Exercise goal:
Locate each line in the entries below that contains the word "field" and copy it out; matches must agree in case.

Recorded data
^^^^^^^^

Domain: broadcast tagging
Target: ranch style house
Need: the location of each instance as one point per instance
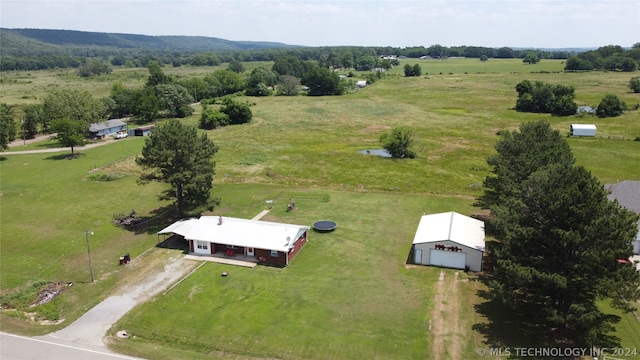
(266, 242)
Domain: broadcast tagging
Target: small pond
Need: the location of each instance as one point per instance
(376, 152)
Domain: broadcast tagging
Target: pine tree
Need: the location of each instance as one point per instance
(176, 155)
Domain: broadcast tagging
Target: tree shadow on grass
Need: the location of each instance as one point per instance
(503, 328)
(157, 220)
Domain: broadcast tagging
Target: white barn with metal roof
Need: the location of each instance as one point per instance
(449, 240)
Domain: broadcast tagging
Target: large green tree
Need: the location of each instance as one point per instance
(175, 99)
(175, 154)
(69, 133)
(73, 104)
(260, 81)
(398, 142)
(559, 242)
(70, 113)
(156, 75)
(237, 112)
(322, 81)
(611, 106)
(224, 82)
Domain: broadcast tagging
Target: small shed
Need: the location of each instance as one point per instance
(582, 130)
(449, 240)
(102, 129)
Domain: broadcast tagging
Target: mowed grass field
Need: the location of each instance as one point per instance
(348, 294)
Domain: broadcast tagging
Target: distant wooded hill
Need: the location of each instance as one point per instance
(26, 42)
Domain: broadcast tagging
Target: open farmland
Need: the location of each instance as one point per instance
(348, 294)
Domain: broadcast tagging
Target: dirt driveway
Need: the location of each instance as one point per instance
(147, 279)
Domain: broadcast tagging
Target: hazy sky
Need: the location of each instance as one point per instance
(398, 23)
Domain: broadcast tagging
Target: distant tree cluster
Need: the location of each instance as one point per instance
(19, 54)
(540, 97)
(94, 67)
(558, 240)
(611, 57)
(611, 106)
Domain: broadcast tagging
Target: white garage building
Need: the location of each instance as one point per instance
(449, 240)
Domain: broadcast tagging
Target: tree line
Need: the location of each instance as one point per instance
(335, 56)
(560, 244)
(611, 57)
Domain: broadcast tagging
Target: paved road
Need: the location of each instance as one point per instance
(15, 347)
(52, 150)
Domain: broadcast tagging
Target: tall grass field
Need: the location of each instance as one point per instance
(349, 294)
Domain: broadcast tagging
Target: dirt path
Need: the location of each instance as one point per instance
(147, 279)
(447, 333)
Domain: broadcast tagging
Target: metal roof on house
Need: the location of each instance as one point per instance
(108, 124)
(180, 227)
(239, 232)
(451, 226)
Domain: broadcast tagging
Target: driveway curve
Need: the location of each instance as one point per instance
(91, 327)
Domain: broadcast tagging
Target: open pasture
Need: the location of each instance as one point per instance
(348, 290)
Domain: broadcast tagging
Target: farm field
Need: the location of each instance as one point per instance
(349, 293)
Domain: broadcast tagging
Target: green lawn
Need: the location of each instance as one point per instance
(348, 294)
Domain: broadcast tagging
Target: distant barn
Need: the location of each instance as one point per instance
(102, 129)
(583, 130)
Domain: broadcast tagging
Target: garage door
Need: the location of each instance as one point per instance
(444, 258)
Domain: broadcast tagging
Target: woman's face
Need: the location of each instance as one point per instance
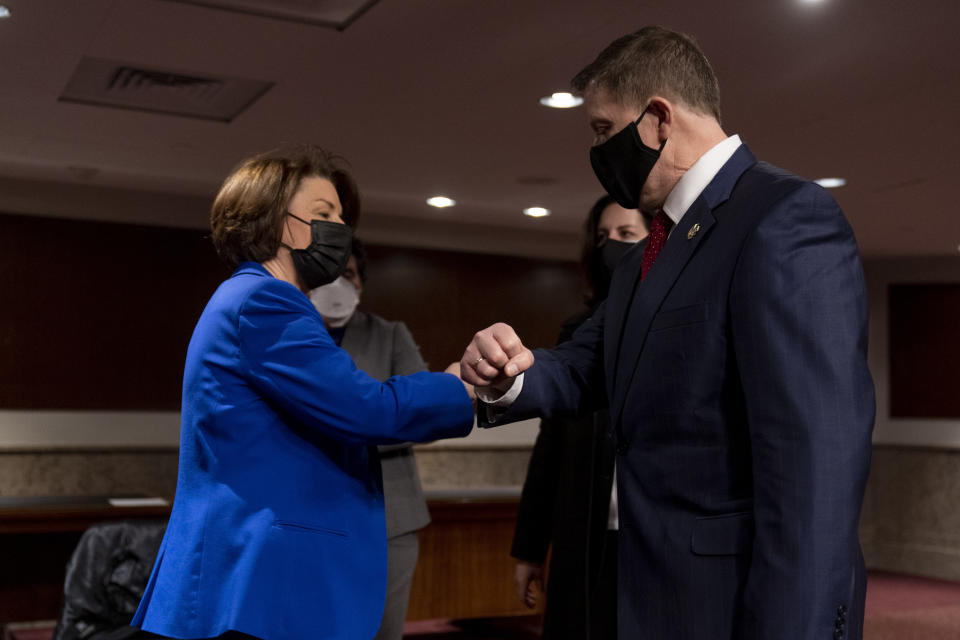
(315, 199)
(623, 225)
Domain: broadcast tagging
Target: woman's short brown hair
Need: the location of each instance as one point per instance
(247, 216)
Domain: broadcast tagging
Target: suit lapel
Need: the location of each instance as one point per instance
(631, 320)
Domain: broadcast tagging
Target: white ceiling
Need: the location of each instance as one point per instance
(441, 96)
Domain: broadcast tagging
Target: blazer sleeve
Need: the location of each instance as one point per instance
(292, 361)
(798, 318)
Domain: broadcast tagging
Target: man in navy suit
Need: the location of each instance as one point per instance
(742, 463)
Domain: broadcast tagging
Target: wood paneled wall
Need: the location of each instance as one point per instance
(97, 316)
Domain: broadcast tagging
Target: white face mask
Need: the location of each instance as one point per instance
(336, 301)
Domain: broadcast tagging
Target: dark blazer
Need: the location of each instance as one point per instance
(384, 349)
(742, 407)
(277, 528)
(565, 508)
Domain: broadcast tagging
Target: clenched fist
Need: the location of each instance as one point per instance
(495, 357)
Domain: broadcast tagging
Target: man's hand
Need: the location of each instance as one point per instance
(525, 576)
(495, 357)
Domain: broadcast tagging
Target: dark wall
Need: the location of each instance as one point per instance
(924, 350)
(445, 297)
(98, 315)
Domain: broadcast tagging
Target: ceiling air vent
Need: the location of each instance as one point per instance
(338, 14)
(109, 83)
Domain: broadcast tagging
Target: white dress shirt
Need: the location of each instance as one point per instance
(684, 193)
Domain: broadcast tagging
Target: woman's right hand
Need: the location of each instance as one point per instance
(525, 576)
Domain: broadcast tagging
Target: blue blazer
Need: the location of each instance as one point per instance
(277, 528)
(736, 378)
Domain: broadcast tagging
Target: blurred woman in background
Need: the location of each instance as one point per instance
(568, 500)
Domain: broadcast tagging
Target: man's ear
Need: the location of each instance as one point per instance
(664, 112)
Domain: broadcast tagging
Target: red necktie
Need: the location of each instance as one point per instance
(659, 229)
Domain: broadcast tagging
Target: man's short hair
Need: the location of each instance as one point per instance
(653, 61)
(246, 220)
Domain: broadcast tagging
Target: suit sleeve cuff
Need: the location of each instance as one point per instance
(496, 404)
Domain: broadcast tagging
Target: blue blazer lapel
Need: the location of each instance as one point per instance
(625, 344)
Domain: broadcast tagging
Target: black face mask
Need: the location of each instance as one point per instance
(604, 262)
(326, 256)
(623, 163)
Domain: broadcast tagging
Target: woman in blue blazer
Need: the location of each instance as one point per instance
(277, 529)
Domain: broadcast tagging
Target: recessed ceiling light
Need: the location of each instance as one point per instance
(441, 202)
(831, 183)
(562, 100)
(536, 212)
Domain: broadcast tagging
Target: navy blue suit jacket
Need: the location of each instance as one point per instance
(738, 389)
(278, 527)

^^^^^^^^

Task solution:
Target: mowed grass field
Target: tall grass field
Target: farm field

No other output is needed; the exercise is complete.